---------- RECORDED DATA

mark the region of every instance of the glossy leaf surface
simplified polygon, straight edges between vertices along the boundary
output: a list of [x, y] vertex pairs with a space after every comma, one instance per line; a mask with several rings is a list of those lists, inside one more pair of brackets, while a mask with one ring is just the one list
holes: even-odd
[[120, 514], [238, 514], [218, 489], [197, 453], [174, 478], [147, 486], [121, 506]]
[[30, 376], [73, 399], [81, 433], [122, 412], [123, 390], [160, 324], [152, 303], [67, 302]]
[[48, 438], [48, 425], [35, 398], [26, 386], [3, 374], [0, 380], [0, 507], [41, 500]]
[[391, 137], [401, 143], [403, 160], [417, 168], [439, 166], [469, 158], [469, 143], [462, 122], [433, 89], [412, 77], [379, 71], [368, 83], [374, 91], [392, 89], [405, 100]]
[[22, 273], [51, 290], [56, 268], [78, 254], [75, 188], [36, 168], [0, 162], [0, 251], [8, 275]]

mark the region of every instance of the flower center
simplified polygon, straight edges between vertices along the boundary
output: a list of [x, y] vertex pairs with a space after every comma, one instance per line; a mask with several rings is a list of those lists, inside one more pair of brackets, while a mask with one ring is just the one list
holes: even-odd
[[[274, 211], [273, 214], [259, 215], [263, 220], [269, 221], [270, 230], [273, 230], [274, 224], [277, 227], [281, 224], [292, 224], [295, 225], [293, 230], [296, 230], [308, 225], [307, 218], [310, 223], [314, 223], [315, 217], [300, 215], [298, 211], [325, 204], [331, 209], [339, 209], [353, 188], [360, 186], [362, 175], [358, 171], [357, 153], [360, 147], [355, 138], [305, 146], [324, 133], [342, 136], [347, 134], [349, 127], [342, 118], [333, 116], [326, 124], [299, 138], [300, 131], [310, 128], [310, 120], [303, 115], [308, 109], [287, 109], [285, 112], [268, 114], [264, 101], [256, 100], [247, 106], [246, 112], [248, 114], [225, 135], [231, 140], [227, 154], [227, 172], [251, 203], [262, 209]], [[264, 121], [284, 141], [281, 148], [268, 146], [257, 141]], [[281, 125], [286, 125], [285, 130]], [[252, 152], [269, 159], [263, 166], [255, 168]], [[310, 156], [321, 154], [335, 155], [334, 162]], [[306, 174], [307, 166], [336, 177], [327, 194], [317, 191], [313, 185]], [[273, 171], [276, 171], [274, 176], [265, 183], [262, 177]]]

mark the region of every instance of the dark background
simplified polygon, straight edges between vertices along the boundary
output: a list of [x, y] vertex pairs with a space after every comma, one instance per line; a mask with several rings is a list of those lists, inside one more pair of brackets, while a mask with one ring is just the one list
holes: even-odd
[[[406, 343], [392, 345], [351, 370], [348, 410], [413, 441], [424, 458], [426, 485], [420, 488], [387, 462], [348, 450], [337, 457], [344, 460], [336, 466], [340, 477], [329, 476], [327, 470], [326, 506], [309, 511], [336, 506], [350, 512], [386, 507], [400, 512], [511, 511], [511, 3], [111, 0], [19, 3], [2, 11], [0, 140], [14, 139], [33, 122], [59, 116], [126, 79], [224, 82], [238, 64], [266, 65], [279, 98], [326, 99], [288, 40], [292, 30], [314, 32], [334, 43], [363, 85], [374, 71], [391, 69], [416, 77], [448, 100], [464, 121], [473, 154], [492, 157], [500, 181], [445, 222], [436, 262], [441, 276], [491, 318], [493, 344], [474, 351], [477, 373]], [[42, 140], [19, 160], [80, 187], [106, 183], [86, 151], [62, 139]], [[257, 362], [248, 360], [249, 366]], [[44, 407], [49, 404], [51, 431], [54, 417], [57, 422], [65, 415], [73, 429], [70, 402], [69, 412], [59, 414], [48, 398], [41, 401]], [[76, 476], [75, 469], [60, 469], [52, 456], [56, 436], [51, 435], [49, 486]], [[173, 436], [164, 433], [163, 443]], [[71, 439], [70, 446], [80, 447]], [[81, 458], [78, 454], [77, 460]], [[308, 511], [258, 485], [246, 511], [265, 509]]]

--------------------

TASK TO CARRY OUT -
Rewrite the part of the items that opens with the first line and closes with the line containing "251], [8, 275]]", keeping the requests, and shift every vertex coordinate in the answers by adding 116 to it.

IN RESPONSE -
mark the region of every instance of the glossy leaf surface
simplified polygon, straight edges between vertices along the boundary
output: a list of [x, y] vertex pairs with a space after every comma, one instance per line; a mask with several rings is a list of those lists, inside one more pair of brackets, while a mask with one ring is just the one list
holes: even-odd
[[236, 630], [354, 630], [334, 605], [313, 569], [290, 594], [263, 602], [237, 622]]
[[146, 492], [189, 515], [197, 549], [238, 528], [239, 506], [276, 440], [268, 419], [183, 418]]
[[164, 554], [164, 541], [151, 514], [142, 502], [119, 490], [116, 496], [116, 623], [157, 616]]
[[507, 253], [517, 259], [519, 276], [533, 284], [555, 282], [585, 274], [585, 259], [578, 238], [549, 205], [528, 193], [495, 187], [484, 199], [490, 207], [508, 205], [521, 216]]
[[138, 389], [167, 406], [172, 384], [194, 370], [191, 304], [152, 284], [116, 278], [116, 367], [124, 391]]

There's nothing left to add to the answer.